3:19 pm on May 3, 2006 (gmt 0)

10+ Year Member



"All old unused pages should 404."

All of our old pages are 404, so we are totally clean with that..

So I guess as of now I have to sit and wait in great suspense.. That is all left to do for us now..Unfurtunately...

darnoc

5:33 pm on May 3, 2006 (gmt 0)

10+ Year Member



g1smd: [Make sure that each page has only one URL that can get to it]

g1smd could you please clarify your point. Do you mean that ALL sites that legitimately use multiple URL's to reach the same content are now penalised by Google?

Example: Our site has 20,000 real estate listings in a dynamic database. Visitors can search through the listings using a number of different criteria (e.g. all apartments with at least 2 bedrooms in a certain town). They can also search for all apartments with at least 3 bedrooms in the same town. In this example both sets of results will include all apartments with 2 bedrooms.

Does this mean that Google will not include any of these pages in the index?

tedster

5:41 pm on May 3, 2006 (gmt 0)

WebmasterWorld Senior Member 10+ Year Member



No, not penalized, but it does mean that Google must decide which of the urls to return in the SERPs for various searches - and that decision is automated and may not be the decision you would wish. It also can mean, in cases where many urls are involved, that Google gets tangled up and doesn't return any of them at all.

Dataset records about object locations
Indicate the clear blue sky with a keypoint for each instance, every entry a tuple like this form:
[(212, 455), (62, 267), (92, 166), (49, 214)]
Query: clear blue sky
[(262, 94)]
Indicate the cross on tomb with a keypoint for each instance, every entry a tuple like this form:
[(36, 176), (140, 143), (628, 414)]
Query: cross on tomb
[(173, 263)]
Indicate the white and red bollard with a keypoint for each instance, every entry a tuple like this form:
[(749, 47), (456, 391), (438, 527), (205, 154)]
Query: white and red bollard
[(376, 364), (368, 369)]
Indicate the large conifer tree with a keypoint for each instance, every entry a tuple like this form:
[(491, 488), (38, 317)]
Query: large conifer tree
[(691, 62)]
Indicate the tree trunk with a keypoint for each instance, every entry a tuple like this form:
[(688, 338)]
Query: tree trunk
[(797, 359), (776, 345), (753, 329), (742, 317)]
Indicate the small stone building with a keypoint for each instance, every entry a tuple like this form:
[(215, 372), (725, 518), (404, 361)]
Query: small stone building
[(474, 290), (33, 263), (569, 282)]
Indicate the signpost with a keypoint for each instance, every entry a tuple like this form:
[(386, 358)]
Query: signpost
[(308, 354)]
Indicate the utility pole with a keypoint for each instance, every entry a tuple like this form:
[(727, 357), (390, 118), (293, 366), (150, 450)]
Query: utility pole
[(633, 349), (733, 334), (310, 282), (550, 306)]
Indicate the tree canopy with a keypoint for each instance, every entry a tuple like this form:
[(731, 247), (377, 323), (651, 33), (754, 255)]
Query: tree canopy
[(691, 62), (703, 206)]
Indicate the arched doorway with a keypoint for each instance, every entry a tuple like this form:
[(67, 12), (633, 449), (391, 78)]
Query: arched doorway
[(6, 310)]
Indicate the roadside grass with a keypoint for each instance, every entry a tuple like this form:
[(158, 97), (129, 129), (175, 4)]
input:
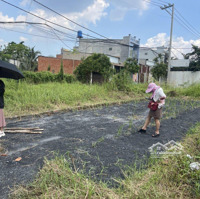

## Brief
Answer the following questions about the forum thread above.
(a) What status do all of the first poster's old pages return?
(b) How many real estate listings does darnoc's site hold in its dynamic database?
(c) According to tedster, are sites that use multiple URLs for the same content penalized by Google?

## Output for this task
(a) They all return 404.
(b) 20,000.
(c) No. They are not penalized, but Google must decide which of the URLs to return in the SERPs for various searches.